● Tasks and exercises:
**a.** Rewrite the paragraph of the appraisal-standards passage that begins "Sandstone does not deny" as a short bulleted list that keeps its main facts.
**b.** Count the lines in the records that contain the string "post", and give only that number.

● Passage provided:
▶

Sandstone first contends on appeal, as it did before COTA, that the USPAP was erroneously applied to the evidence introduced and in COTA's findings of fact and conclusions of law.
Specifically, Sandstone argues COTA utilized the erroneously legal standard when it did not treat Moulder's report and testimony as an individual appraisal under USPAP Standards 1 and 2 but rather as a mass appraisal under USPAP Standard 6.
USPAP Standard 1 controls the development of individual appraisals, Standard 2 controls the reporting of individual appraisals, and Standard 6 controls both the development and reporting of mass appraisals. See USPAP, pp. 9, 15, 29 (1992); In re Tax Appeal of Yellow Freight System, Inc., 36 Kan.App.2d at 214.
K.S.A. 79–505(a) requires the “director of property valuation” (DPV) to establish “appropriate standards for the performance of appraisals in connection with ad valorem taxation.” At “a minimum” these standards must require “(1) That all appraisals be performed in accordance with generally accepted appraisal standards as evidenced by the appraisal standards promulgated by the appraisal standards board [ASB] of the appraisal foundation which are in effect on March 1, 1992, and (2) that such appraisals shall be written appraisals.” K.S.A. 79–505(a). The parties agree the DPV has issued appraisal directive No. 92–006, which requires county appraisers to “perform all appraisal functions in conformity with the [USPAP] Standards 2 and 6,” and which incorporates the USPAP generally by reference.
Sandstone does not deny the County's initial valuation was based on the mass appraisal process. Its argument is that once Moulder examined the property and made numerous adjustments from the initial valuation, the process was no longer one of mass appraisals. Sandstone relies on an advisory opinion promulgated in the 2008–2009 edition of the USPAP, Advisory Opinion 32 (AO–32). See USPAP, p. U-vi (2008–2009 ed.).
The County argues AO–32 is a nonlegal citation to publications not admitted by COTA. But, it appears to “illustrate the applicability of appraisal standards in specific situations and to offer advice from the ASB for the resolution of appraisal issues and problems.” USPAP, p. 111.AO–32 should be considered as providing guidance to a court considering a professional appraisal. See Cottonwood v. Yavapai County, 205 Ariz. 427, 429, 72 P.3d 357 (2003) (“This Court in determining how property should be appraised, would give strong deference to the ... USPAP ... and the Advisory Opinions that govern the conduct of certified appraisers throughout the United States.”).

◀

● Source data:
▶

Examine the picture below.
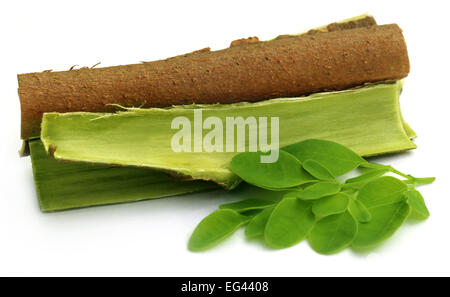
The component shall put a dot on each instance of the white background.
(149, 238)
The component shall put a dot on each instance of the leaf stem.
(411, 179)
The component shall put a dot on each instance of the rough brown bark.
(285, 67)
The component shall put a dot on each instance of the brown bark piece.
(248, 72)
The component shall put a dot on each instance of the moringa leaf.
(248, 204)
(381, 191)
(214, 228)
(384, 199)
(332, 155)
(386, 219)
(257, 225)
(333, 233)
(359, 211)
(289, 223)
(331, 205)
(286, 172)
(417, 203)
(317, 170)
(319, 190)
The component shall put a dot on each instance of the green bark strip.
(65, 185)
(367, 120)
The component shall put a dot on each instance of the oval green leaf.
(386, 219)
(317, 170)
(333, 233)
(319, 190)
(286, 172)
(417, 203)
(248, 204)
(289, 223)
(381, 191)
(359, 211)
(334, 156)
(331, 205)
(214, 228)
(257, 225)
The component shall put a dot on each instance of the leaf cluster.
(360, 212)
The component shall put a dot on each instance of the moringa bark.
(284, 67)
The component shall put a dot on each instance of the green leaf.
(248, 204)
(417, 203)
(289, 223)
(366, 177)
(331, 205)
(334, 156)
(214, 228)
(257, 225)
(333, 233)
(359, 211)
(386, 219)
(319, 190)
(381, 191)
(317, 170)
(384, 199)
(285, 173)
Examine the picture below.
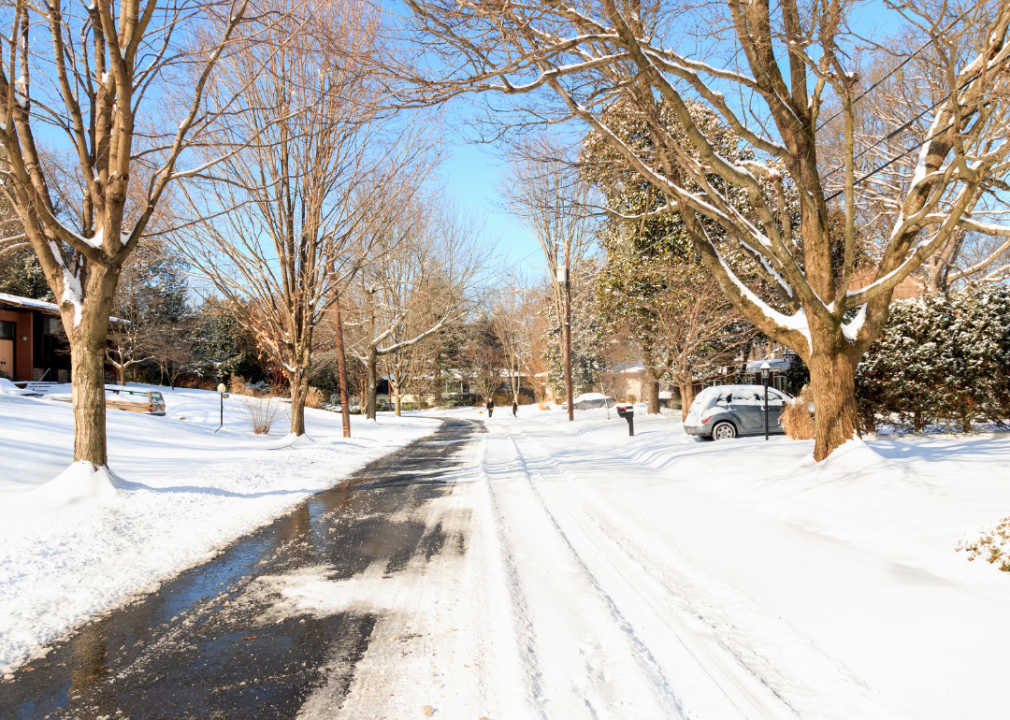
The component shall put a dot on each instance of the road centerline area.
(230, 638)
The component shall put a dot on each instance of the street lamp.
(221, 391)
(765, 368)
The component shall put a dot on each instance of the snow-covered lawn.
(655, 577)
(185, 491)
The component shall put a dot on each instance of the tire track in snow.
(641, 654)
(722, 647)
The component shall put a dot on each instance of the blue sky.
(471, 176)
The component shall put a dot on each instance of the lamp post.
(221, 391)
(764, 374)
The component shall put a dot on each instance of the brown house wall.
(23, 349)
(24, 360)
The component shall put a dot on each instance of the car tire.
(724, 431)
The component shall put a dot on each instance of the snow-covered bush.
(263, 413)
(941, 360)
(991, 544)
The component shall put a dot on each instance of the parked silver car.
(726, 411)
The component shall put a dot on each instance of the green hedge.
(941, 360)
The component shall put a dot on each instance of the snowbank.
(75, 541)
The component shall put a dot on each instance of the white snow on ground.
(658, 577)
(74, 542)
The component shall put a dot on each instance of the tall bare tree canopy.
(282, 224)
(121, 85)
(768, 70)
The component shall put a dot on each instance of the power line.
(893, 71)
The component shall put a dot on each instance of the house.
(32, 342)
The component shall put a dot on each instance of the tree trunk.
(687, 397)
(88, 340)
(298, 382)
(832, 381)
(370, 384)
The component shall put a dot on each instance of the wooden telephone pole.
(340, 367)
(568, 333)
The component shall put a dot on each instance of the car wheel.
(723, 431)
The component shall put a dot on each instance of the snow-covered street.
(557, 570)
(186, 490)
(657, 577)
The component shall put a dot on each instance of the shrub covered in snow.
(991, 544)
(942, 360)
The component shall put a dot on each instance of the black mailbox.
(626, 411)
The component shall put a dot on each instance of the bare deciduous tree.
(417, 280)
(288, 217)
(99, 75)
(784, 61)
(699, 332)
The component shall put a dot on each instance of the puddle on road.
(193, 650)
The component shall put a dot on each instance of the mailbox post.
(764, 374)
(626, 411)
(220, 391)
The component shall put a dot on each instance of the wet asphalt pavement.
(190, 651)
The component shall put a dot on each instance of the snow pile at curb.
(82, 483)
(991, 544)
(76, 540)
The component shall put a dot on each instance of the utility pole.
(568, 333)
(340, 368)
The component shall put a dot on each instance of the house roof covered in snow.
(40, 305)
(780, 365)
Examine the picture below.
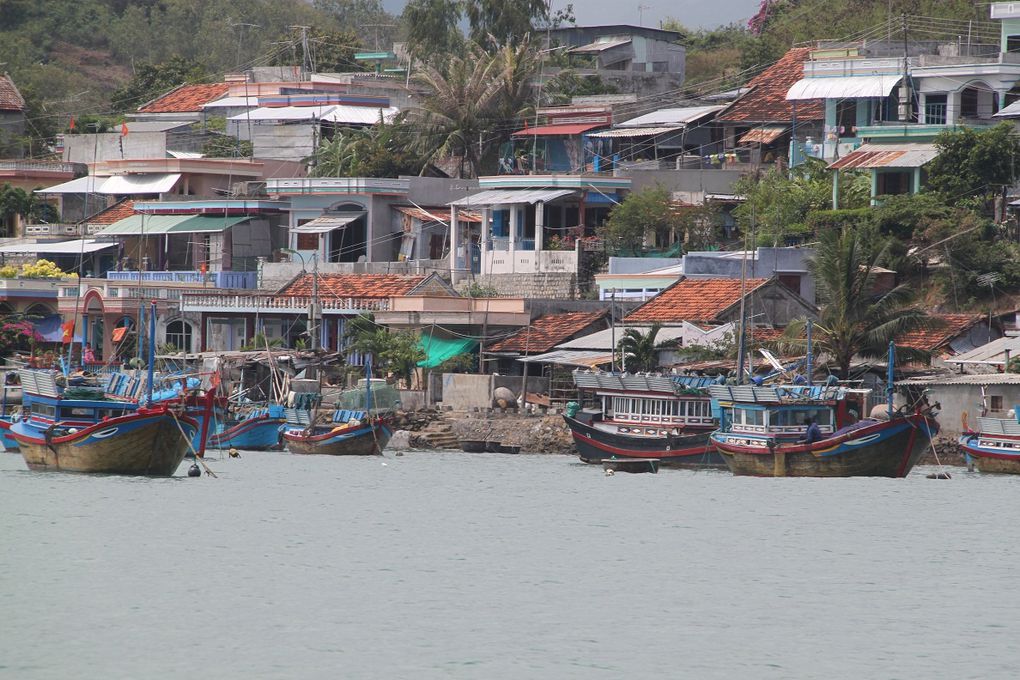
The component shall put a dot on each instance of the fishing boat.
(663, 417)
(363, 430)
(764, 431)
(81, 428)
(257, 428)
(996, 445)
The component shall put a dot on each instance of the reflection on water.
(488, 566)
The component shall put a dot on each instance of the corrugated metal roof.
(843, 88)
(679, 116)
(327, 223)
(993, 353)
(634, 132)
(766, 135)
(511, 196)
(969, 379)
(571, 358)
(62, 248)
(600, 46)
(886, 155)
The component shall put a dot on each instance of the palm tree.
(641, 352)
(854, 319)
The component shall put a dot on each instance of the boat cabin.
(781, 413)
(644, 404)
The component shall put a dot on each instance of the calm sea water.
(487, 566)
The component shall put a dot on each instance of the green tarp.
(153, 224)
(439, 350)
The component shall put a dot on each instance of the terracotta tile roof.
(547, 331)
(353, 285)
(944, 328)
(186, 98)
(10, 98)
(114, 213)
(766, 102)
(694, 300)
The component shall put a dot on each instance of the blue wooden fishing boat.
(995, 447)
(258, 429)
(763, 431)
(83, 428)
(667, 418)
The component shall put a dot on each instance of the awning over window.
(886, 155)
(552, 131)
(439, 350)
(617, 133)
(62, 248)
(141, 224)
(327, 223)
(766, 135)
(850, 87)
(154, 182)
(511, 197)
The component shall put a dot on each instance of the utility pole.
(306, 59)
(905, 86)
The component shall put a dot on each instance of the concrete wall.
(708, 181)
(463, 391)
(550, 284)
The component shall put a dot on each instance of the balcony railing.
(195, 302)
(219, 279)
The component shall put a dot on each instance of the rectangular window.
(934, 109)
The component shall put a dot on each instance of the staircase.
(440, 434)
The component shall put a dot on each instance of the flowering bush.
(17, 334)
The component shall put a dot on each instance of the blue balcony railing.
(219, 279)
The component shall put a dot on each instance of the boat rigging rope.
(198, 458)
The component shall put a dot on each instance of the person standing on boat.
(814, 432)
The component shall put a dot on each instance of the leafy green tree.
(976, 163)
(499, 22)
(777, 204)
(855, 319)
(641, 350)
(431, 28)
(645, 215)
(151, 81)
(380, 151)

◀

● Responses for each task:
**a.**
- Sandstone does not dispute that the County's initial valuation used the mass appraisal process.
- Sandstone argues that the process stopped being a mass appraisal once Moulder examined the property and made numerous adjustments to the initial valuation.
- To support this, Sandstone relies on Advisory Opinion 32 (AO–32) in the 2008–2009 edition of the USPAP (p. U-vi).

**b.** 2